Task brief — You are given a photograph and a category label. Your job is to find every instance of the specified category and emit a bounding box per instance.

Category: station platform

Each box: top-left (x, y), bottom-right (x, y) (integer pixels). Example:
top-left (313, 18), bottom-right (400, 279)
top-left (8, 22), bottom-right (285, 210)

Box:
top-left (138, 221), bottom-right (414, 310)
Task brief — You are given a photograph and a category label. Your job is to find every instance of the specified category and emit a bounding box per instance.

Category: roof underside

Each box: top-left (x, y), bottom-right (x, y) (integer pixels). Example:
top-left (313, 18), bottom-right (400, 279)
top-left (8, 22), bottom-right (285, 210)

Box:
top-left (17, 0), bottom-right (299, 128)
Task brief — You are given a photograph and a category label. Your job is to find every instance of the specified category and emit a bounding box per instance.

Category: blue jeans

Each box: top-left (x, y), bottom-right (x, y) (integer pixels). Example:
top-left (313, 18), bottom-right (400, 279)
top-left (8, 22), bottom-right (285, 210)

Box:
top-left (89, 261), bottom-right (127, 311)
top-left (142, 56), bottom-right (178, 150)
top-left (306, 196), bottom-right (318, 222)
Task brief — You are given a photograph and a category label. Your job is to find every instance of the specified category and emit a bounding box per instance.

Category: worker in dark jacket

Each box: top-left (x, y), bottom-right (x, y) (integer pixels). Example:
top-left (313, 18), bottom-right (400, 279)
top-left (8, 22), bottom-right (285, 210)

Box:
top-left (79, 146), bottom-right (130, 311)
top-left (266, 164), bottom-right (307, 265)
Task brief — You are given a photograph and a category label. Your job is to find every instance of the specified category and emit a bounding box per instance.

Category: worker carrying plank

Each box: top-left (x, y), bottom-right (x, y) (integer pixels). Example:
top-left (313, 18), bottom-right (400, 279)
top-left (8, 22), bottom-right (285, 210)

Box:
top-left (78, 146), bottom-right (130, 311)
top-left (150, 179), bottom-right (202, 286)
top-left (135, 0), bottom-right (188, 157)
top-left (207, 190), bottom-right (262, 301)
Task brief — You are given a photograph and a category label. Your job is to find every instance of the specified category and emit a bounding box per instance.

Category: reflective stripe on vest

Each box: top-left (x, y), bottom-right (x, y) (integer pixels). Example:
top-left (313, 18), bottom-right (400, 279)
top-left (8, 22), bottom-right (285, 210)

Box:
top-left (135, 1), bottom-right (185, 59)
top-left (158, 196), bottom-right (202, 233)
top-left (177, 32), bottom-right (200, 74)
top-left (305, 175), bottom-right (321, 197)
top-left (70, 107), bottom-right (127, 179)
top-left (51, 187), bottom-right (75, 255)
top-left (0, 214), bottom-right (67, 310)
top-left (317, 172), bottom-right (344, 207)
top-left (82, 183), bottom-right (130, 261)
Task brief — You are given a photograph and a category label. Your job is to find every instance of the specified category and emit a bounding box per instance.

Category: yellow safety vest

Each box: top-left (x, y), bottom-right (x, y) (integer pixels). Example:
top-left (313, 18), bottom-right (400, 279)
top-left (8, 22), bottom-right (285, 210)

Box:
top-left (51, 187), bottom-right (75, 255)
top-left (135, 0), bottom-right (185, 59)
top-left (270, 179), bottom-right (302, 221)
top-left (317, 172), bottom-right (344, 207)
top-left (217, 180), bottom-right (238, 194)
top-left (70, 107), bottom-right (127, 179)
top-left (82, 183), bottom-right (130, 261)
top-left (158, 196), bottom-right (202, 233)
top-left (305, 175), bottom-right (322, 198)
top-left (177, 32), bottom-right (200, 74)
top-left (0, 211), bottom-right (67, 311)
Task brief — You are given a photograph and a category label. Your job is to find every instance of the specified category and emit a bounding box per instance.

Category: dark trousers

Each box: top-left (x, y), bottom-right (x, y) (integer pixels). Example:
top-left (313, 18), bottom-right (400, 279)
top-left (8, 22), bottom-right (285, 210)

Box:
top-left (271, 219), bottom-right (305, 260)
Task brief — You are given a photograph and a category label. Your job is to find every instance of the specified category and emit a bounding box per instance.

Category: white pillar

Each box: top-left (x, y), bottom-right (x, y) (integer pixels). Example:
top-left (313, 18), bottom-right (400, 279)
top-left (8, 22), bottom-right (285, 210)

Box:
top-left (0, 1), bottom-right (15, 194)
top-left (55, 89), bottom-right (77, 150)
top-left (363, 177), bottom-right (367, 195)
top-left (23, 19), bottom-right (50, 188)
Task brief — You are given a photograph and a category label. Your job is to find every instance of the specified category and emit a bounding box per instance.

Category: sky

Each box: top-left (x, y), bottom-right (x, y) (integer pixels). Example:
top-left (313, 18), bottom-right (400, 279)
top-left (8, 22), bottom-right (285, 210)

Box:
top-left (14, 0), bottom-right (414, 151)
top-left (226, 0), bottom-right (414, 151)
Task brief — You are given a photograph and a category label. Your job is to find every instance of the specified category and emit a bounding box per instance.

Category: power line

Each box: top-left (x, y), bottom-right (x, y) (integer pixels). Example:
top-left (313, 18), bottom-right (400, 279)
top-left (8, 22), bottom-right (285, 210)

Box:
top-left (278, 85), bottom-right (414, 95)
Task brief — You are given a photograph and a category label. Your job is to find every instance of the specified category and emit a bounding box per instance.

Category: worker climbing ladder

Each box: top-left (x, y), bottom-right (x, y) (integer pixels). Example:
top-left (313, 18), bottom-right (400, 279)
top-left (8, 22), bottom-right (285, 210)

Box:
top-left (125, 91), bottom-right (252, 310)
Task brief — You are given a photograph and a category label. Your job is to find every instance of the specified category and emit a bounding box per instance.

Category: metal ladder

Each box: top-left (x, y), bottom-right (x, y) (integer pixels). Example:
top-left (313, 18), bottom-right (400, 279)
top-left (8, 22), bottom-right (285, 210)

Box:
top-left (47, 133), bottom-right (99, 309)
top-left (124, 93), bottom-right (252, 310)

======

**Instructions to follow:** Across all the entries above, how many lines hold the word "ladder"? Answer with the number only.

**Exercise response:** 2